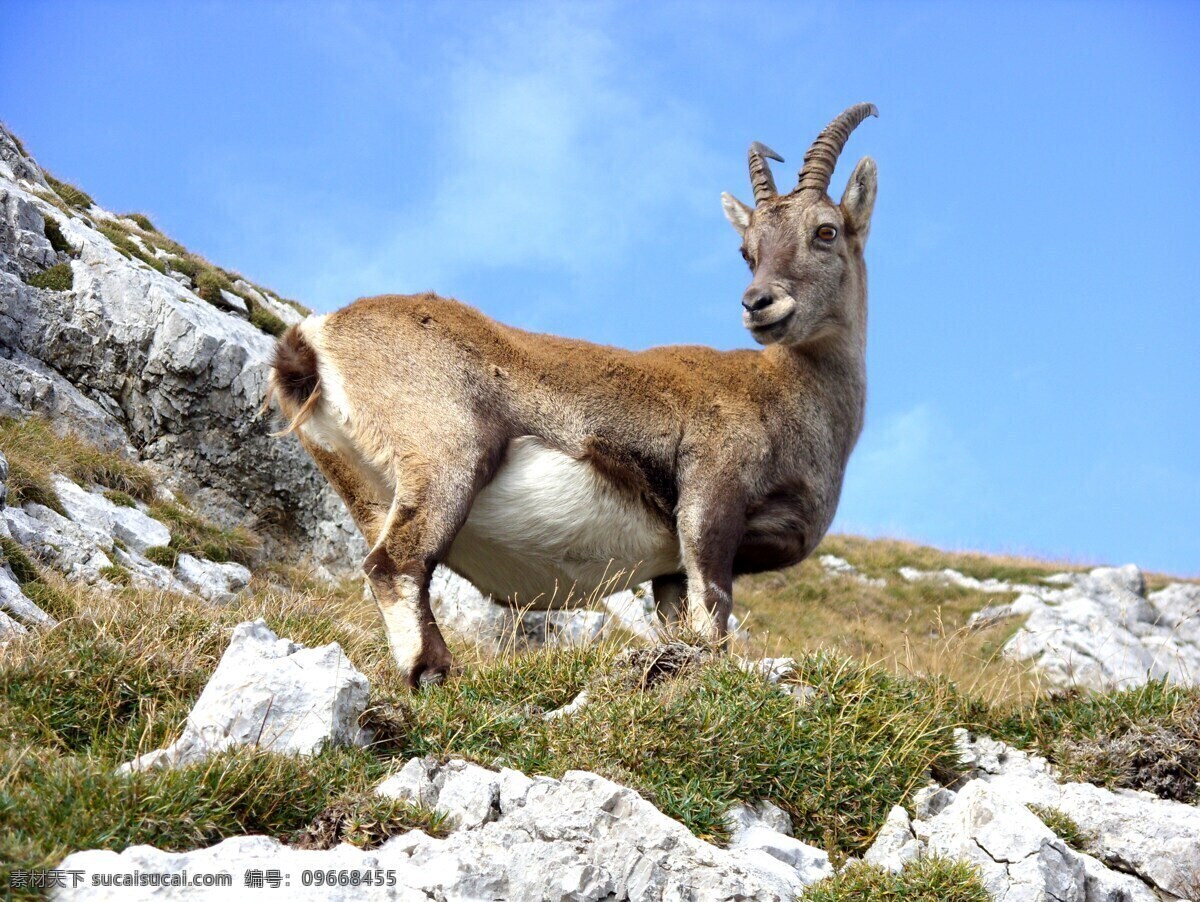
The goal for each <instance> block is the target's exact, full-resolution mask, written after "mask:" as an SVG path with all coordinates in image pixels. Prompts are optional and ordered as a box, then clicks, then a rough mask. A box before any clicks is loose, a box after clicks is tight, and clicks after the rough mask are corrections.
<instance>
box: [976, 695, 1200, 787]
mask: <svg viewBox="0 0 1200 902" xmlns="http://www.w3.org/2000/svg"><path fill="white" fill-rule="evenodd" d="M982 726H983V728H984V729H986V730H988V732H991V733H992V734H994V735H997V736H1000V738H1002V739H1004V740H1006V741H1009V742H1012V744H1014V745H1019V746H1032V747H1036V748H1037V750H1038V751H1040V752H1042V753H1043V754H1045V756H1046V757H1048V758H1049V759H1050V760H1051V762H1054V763H1055V764H1056V765H1057V766H1058V768H1060V770H1061V771H1062V772H1063V775H1064V777H1066V778H1067V780H1082V781H1087V782H1091V783H1097V784H1099V786H1106V787H1111V788H1118V787H1124V788H1132V789H1145V790H1147V792H1152V793H1156V794H1157V795H1160V796H1163V798H1165V799H1176V800H1178V801H1193V800H1195V799H1198V793H1196V781H1198V778H1200V687H1194V686H1193V687H1183V686H1172V685H1168V684H1165V682H1163V681H1152V682H1147V684H1146V685H1144V686H1139V687H1136V688H1130V690H1123V691H1114V692H1098V693H1084V692H1079V691H1073V692H1067V693H1063V694H1058V696H1051V697H1048V698H1040V699H1038V700H1036V702H1033V703H1031V704H1027V705H1021V706H1018V708H1014V709H1010V710H1007V711H1004V712H1003V714H998V715H997V714H989V715H988V716H985V718H984V723H983V724H982Z"/></svg>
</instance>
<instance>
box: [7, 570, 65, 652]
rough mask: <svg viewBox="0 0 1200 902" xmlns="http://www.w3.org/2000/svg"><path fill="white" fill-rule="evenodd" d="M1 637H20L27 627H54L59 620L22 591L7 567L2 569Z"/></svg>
mask: <svg viewBox="0 0 1200 902" xmlns="http://www.w3.org/2000/svg"><path fill="white" fill-rule="evenodd" d="M0 614H4V615H5V617H4V620H0V636H4V635H6V633H12V635H20V633H24V632H25V629H24V627H25V626H54V625H55V624H56V623H58V620H55V619H54V618H53V617H50V615H49V614H47V613H46V612H44V611H42V609H41V608H40V607H38V606H37V605H35V603H34V602H32V601H30V600H29V597H28V596H26V595H25V593H23V591H22V590H20V587H19V585H18V584H17V581H16V579H14V578H13V576H12V573H10V572H8V570H7V567H0Z"/></svg>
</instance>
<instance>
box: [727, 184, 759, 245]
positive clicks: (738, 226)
mask: <svg viewBox="0 0 1200 902" xmlns="http://www.w3.org/2000/svg"><path fill="white" fill-rule="evenodd" d="M721 206H724V208H725V218H726V220H728V221H730V222H731V223H733V228H736V229H737V230H738V234H739V235H744V234H746V229H748V228H749V225H750V214H751V212H754V211H752V210H751V209H750V208H749V206H746V205H745V204H743V203H742V202H740V200H738V199H737V198H736V197H733V196H732V194H730V193H728V192H727V191H726V192H721Z"/></svg>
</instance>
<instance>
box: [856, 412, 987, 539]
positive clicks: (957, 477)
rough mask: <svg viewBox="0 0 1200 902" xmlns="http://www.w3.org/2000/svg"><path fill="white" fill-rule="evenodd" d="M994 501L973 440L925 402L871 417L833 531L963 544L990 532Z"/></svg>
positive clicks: (860, 445) (860, 441) (866, 428)
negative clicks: (986, 529) (885, 418)
mask: <svg viewBox="0 0 1200 902" xmlns="http://www.w3.org/2000/svg"><path fill="white" fill-rule="evenodd" d="M990 506H991V491H990V488H989V486H988V482H986V477H985V474H984V471H983V469H982V468H980V465H979V464H978V463H977V461H976V458H974V456H973V455H972V452H971V450H970V449H968V446H967V444H966V443H965V441H964V440H962V438H961V437H960V435H959V434H958V433H956V431H955V429H954V428H953V427H952V426H950V425H949V423H948V422H946V420H944V419H943V417H942V416H941V415H938V413H937V410H936V408H934V405H932V404H929V403H920V404H916V405H914V407H912V408H908V409H907V410H901V411H898V413H895V414H892V415H889V416H887V417H886V419H883V420H882V422H880V423H877V425H876V423H871V422H868V426H866V429H865V431H864V433H863V437H862V439H860V440H859V444H858V449H857V450H856V451H854V453H853V456H852V457H851V459H850V467H848V469H847V471H846V482H845V488H844V491H842V499H841V505H840V507H839V511H838V519H836V522H835V523H834V529H835V530H839V531H846V533H862V534H866V535H890V536H896V537H907V539H919V540H924V541H932V542H938V543H944V545H949V546H961V545H962V543H964V542H968V543H970V542H972V541H974V540H976V536H977V535H979V534H983V533H984V531H985V530H984V529H983V527H984V518H985V517H986V510H988V509H989V507H990ZM982 512H983V513H982Z"/></svg>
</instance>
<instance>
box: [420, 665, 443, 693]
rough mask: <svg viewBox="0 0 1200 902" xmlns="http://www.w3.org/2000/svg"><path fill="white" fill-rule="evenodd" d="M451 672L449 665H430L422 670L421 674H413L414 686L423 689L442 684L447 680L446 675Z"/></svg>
mask: <svg viewBox="0 0 1200 902" xmlns="http://www.w3.org/2000/svg"><path fill="white" fill-rule="evenodd" d="M449 674H450V668H448V667H428V668H425V669H424V671H421V672H420V673H419V674H413V677H414V679H413V688H416V690H422V688H427V687H430V686H440V685H442V684H443V682H445V681H446V677H448V675H449Z"/></svg>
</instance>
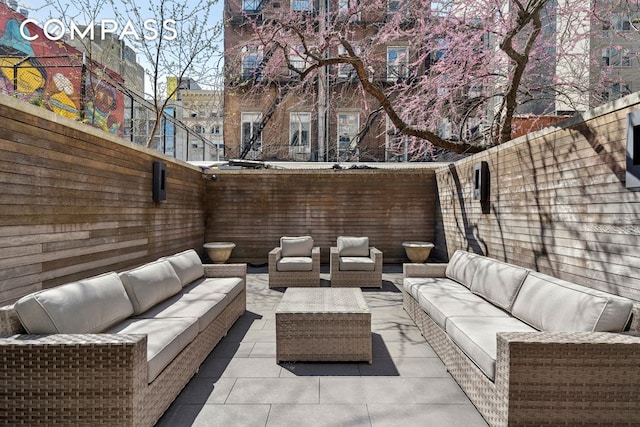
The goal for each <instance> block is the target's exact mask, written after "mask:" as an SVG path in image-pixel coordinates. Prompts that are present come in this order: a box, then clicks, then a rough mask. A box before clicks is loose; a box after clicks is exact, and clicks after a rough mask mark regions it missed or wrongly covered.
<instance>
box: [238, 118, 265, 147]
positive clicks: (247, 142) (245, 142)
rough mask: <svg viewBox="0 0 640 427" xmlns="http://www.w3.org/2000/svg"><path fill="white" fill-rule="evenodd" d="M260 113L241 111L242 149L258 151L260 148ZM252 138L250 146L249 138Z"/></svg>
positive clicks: (240, 136)
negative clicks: (251, 141)
mask: <svg viewBox="0 0 640 427" xmlns="http://www.w3.org/2000/svg"><path fill="white" fill-rule="evenodd" d="M261 121H262V114H261V113H242V128H241V135H240V138H241V140H242V151H246V150H253V151H260V150H261V148H262V135H261V134H260V131H259V129H260V122H261ZM252 138H253V139H254V143H253V146H252V147H249V145H250V144H251V139H252Z"/></svg>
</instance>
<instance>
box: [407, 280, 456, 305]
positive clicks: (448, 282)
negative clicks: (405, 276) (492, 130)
mask: <svg viewBox="0 0 640 427" xmlns="http://www.w3.org/2000/svg"><path fill="white" fill-rule="evenodd" d="M402 286H403V287H404V290H405V291H406V292H407V293H409V294H410V295H411V296H412V297H413V298H414V299H415V300H416V301H417V300H418V292H419V290H420V289H421V288H422V287H426V286H437V287H439V288H442V289H448V290H449V291H450V292H458V293H459V292H461V291H462V290H461V288H460V284H459V283H458V282H455V281H453V280H451V279H448V278H446V277H406V278H405V279H403V281H402ZM464 289H465V290H466V291H467V292H468V291H469V290H468V289H467V288H464Z"/></svg>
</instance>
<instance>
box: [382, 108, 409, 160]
mask: <svg viewBox="0 0 640 427" xmlns="http://www.w3.org/2000/svg"><path fill="white" fill-rule="evenodd" d="M385 147H386V150H385V161H387V162H406V161H407V151H408V148H409V138H408V137H407V136H406V135H402V134H401V133H400V131H398V129H396V127H395V126H394V125H393V123H392V122H391V120H390V119H389V117H387V132H386V141H385Z"/></svg>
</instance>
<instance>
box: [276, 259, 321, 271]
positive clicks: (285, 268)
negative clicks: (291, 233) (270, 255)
mask: <svg viewBox="0 0 640 427" xmlns="http://www.w3.org/2000/svg"><path fill="white" fill-rule="evenodd" d="M276 269H277V270H278V271H311V270H313V259H312V258H311V257H306V256H305V257H299V256H289V257H284V258H280V259H279V260H278V262H277V264H276Z"/></svg>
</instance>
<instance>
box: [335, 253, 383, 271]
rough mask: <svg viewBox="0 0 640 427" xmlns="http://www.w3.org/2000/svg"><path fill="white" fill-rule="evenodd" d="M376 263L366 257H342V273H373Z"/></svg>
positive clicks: (340, 264) (374, 269) (340, 257)
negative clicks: (349, 271)
mask: <svg viewBox="0 0 640 427" xmlns="http://www.w3.org/2000/svg"><path fill="white" fill-rule="evenodd" d="M375 268H376V263H375V262H374V261H373V260H372V259H371V258H369V257H364V256H341V257H340V270H341V271H373V270H375Z"/></svg>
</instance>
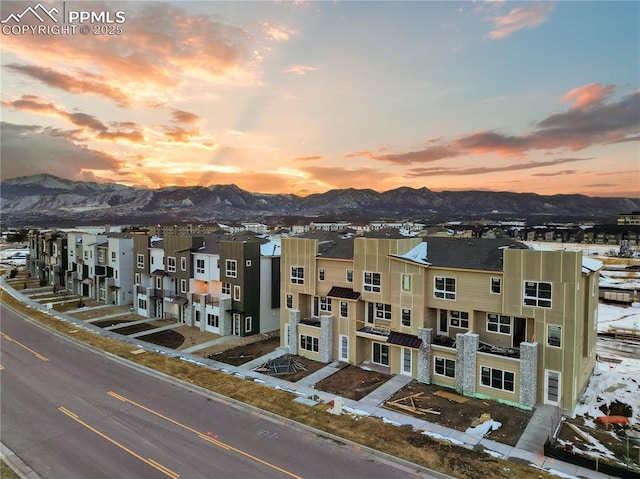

= = =

• [INSTRUCTION] Please copy the records above, from the first line through the line with "box: [976, 695, 1200, 787]", and swap "corrections" for "adjustments" with everything else unchanged. Leave out the pictures.

• [RESULT FOR THIS EXERCISE]
The goal for each <instance> block is the target's exact, full-resolution mask, written after "mask:" as an SVG path with all coordinates in image pixels. Prompts are optional and ordered as a box, then clicks, then a rough mask. A box before any clicks is loose, a box after clicks is tight, and clicks after the rough mask are adjustments.
<instance>
box: [976, 695, 1200, 787]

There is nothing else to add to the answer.